------ Data listing ------

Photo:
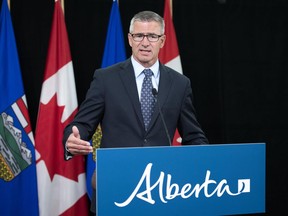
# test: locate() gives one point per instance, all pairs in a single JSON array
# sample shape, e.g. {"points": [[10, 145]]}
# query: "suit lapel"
{"points": [[128, 78]]}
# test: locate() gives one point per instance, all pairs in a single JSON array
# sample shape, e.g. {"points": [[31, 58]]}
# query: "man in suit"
{"points": [[114, 98]]}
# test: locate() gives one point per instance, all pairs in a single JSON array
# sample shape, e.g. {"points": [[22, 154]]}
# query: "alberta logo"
{"points": [[14, 154]]}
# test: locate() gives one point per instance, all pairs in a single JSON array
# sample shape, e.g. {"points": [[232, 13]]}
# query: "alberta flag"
{"points": [[18, 182], [114, 52], [169, 54]]}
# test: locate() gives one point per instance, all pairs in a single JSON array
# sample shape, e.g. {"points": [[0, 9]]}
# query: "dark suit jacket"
{"points": [[113, 101]]}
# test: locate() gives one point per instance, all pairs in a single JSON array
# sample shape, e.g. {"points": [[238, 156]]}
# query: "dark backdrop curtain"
{"points": [[234, 52]]}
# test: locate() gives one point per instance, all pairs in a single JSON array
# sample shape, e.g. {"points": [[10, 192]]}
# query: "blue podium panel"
{"points": [[181, 180]]}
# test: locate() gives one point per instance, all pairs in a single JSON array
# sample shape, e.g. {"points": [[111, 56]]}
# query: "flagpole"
{"points": [[171, 8], [63, 5]]}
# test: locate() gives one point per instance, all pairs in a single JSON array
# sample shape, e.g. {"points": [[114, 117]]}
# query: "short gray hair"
{"points": [[147, 16]]}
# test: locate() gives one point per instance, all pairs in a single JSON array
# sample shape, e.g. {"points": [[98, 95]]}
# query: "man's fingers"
{"points": [[76, 132]]}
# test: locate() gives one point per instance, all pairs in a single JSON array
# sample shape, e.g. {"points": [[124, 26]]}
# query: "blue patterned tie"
{"points": [[147, 99]]}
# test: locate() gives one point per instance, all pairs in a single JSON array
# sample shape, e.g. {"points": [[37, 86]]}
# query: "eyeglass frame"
{"points": [[145, 35]]}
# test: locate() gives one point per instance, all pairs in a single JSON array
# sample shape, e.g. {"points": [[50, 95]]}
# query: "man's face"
{"points": [[146, 52]]}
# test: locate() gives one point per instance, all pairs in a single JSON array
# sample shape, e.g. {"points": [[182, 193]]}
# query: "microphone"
{"points": [[155, 93]]}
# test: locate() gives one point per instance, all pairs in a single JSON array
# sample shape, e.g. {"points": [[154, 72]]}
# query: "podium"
{"points": [[193, 180]]}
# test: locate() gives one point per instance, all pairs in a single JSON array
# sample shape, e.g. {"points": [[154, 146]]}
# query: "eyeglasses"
{"points": [[140, 37]]}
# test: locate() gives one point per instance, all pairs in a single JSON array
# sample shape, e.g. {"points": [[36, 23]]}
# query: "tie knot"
{"points": [[148, 72]]}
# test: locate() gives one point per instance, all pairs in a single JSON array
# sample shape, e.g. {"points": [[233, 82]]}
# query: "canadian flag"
{"points": [[61, 184], [169, 54]]}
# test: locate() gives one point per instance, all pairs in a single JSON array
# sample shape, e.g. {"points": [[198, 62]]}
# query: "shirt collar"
{"points": [[138, 68]]}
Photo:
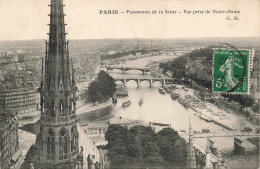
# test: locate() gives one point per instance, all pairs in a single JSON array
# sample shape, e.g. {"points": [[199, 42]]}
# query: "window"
{"points": [[63, 141], [50, 142], [74, 139], [61, 108]]}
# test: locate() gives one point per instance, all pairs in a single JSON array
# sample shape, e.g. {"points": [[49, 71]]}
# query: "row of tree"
{"points": [[102, 88], [141, 147]]}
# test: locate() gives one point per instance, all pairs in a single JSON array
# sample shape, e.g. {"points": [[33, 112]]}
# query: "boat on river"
{"points": [[127, 103], [174, 96], [141, 102], [206, 118], [167, 89], [184, 103], [161, 90]]}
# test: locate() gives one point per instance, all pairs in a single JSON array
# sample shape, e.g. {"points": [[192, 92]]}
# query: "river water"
{"points": [[161, 108]]}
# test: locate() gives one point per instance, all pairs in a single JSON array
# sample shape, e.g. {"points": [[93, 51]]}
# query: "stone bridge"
{"points": [[138, 80], [124, 69]]}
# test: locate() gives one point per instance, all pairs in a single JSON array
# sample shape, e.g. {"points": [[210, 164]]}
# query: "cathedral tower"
{"points": [[58, 138]]}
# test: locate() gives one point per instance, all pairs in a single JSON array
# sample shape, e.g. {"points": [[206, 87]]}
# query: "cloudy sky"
{"points": [[27, 19]]}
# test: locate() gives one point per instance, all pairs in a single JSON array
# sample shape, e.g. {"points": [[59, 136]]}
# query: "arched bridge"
{"points": [[138, 80], [124, 69], [227, 134]]}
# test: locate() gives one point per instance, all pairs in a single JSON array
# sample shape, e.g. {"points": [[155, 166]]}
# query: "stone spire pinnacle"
{"points": [[58, 70], [58, 137]]}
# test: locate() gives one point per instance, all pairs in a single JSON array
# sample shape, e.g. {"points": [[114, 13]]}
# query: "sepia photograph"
{"points": [[129, 84]]}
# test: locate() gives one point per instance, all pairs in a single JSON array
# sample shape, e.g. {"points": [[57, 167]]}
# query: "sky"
{"points": [[28, 19]]}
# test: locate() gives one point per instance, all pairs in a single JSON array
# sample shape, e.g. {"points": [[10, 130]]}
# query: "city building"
{"points": [[19, 98], [10, 156]]}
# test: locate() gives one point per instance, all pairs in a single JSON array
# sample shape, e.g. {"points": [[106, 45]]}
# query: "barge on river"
{"points": [[127, 103], [184, 103], [161, 90], [174, 96]]}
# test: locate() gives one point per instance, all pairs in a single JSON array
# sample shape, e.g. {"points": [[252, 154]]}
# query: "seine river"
{"points": [[161, 108]]}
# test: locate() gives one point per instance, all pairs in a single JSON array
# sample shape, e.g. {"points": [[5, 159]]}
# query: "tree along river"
{"points": [[161, 108]]}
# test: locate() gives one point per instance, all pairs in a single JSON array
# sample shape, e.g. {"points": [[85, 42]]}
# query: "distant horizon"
{"points": [[28, 19], [137, 38]]}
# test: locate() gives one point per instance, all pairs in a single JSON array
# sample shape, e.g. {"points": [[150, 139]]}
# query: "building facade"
{"points": [[18, 98], [59, 137], [9, 153]]}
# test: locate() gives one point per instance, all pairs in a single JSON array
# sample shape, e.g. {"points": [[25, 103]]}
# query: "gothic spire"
{"points": [[58, 67]]}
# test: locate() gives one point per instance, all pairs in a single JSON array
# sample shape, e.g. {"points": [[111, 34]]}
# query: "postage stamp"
{"points": [[231, 70]]}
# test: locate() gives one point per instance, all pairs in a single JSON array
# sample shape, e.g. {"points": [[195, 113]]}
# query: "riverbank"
{"points": [[83, 108]]}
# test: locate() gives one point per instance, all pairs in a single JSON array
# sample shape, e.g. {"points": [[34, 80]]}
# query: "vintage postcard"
{"points": [[138, 84]]}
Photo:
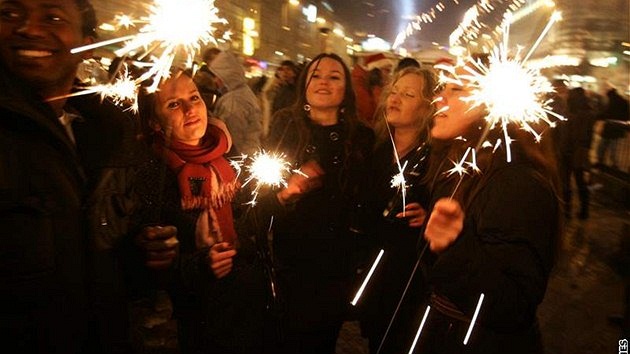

------

Gather every line of the entries above that contains the string "tree", treating uppercase and lowercase as distinct.

# query: "row of tree"
# query: "tree along river"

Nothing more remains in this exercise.